### Problem:
Copy the GFP transgenic mouse text starting with "Transgene Construction and" and going on through "Corp., Bedford, MA).", changing "sucrose" to "glycerol".

Leukocytes Expressing Green Fluorescent Protein as Novel Reagents for Adoptive Cell Transfer and Bone Marrow Transplantation Studies

From the Department of Immunology, Schering-Plough Research Institute, Kenilworth, New Jersey

	Abstract

Top Abstract Introduction Materials and Methods Results Discussion References

 
Transgenic mice expressing green fluorescent protein (GFP) were generated to provide a source of labeled leukocytes for cell transfer studies. The transgene comprises the GFP coding region under the transcriptional control of the chicken ß-actin promoter and human cytomegalovirus enhancer. Mice expressing this GFP transgene were generated in the B6D2 and in the 129SvEv backgrounds. Flow cytometric analysis of cells from the blood, spleen, and bone marrow of these transgenic mice revealed that most leukocytes, including dendritic cells and memory T cells, express GFP. In allogeneic cell transfers, donor GFP+ splenocytes were detected in the spleen and mesenteric lymph nodes of recipient mice within 2 hours after transfer and for at least 9 days thereafter. In syngeneic experiments using 129-derived GFP+ donor splenocytes, donor cells were detected in multiple tissues of 129 recipients from 2 hours to 3 weeks after transfer. In bone-marrow transplantation experiments using irradiated allogeneic recipients, the percent of GFP+ donor cells in recipients at 3 weeks was comparable to that seen in similar tissues of GFP+ donor mice. These data demonstrate that GFP+ transgenic mice provide a ready source of GFP-expressing primary cells that can be easily monitored after their transfer to recipient animals.

	Introduction

Top Abstract Introduction Materials and Methods Results Discussion References

Previously, Okabe and co-workers⁹ generated GFP-expressing mice using a ubiquitous promoter, and showed that GFP is expressed in multiple tissues and cells. Here, we describe the generation of similar GFP transgenic mice, show that all analyzed leukocyte subtypes express GFP, and that these cells are useful for cell trafficking and bone marrow transplantation studies.

	Materials and Methods

Top Abstract Introduction Materials and Methods Results Discussion References

 
Transgene Construction and Microinjection

The plasmid containing the CMV-EGFP transgene was graciously provided by Dr. M. Okabe (Osaka University, Osaka, Japan) and was described previously.⁹ Plasmid (100 µg) was digested with BamHI and SalI for 24 hours at 37°C. The digested DNA was centrifuged on a continuous 10 to 40% sucrose gradient using a Beckman ultracentrifuge with a SW51 rotor at 36K at 25°C for 20 hour.¹⁰ Fractions containing the transgene were identified by gel electrophoresis, pooled, and desalted using a Centricon 100 column (Millipore Corp., Bedford, MA).

### Recorded data:
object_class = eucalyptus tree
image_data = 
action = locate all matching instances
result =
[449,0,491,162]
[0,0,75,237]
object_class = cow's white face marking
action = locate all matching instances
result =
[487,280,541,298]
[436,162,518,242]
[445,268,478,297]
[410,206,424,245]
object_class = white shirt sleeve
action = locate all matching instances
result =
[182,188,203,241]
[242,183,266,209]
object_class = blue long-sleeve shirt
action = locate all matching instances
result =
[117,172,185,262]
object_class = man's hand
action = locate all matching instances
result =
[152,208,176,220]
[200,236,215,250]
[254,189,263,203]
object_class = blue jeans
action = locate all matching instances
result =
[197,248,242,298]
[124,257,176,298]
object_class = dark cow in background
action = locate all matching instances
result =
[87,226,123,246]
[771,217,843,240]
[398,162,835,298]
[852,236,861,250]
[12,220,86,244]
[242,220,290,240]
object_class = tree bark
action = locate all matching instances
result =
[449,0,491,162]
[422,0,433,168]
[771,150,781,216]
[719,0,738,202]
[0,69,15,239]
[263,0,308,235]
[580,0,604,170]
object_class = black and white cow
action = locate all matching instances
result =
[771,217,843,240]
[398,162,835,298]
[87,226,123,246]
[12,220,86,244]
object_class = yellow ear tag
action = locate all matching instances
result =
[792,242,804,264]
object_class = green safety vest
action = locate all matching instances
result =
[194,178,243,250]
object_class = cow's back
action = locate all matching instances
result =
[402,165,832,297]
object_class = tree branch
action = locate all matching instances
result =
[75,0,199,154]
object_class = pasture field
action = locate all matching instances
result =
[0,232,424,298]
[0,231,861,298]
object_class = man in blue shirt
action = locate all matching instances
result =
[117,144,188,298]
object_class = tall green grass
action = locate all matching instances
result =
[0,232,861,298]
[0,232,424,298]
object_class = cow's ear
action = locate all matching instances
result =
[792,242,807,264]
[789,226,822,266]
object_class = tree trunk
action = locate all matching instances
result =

### Reply to the exercise:
Transgene Construction and Microinjection

The plasmid containing the CMV-EGFP transgene was graciously provided by Dr. M. Okabe (Osaka University, Osaka, Japan) and was described previously.⁹ Plasmid (100 µg) was digested with BamHI and SalI for 24 hours at 37°C. The digested DNA was centrifuged on a continuous 10 to 40% glycerol gradient using a Beckman ultracentrifuge with a SW51 rotor at 36K at 25°C for 20 hour.¹⁰ Fractions containing the transgene were identified by gel electrophoresis, pooled, and desalted using a Centricon 100 column (Millipore Corp., Bedford, MA).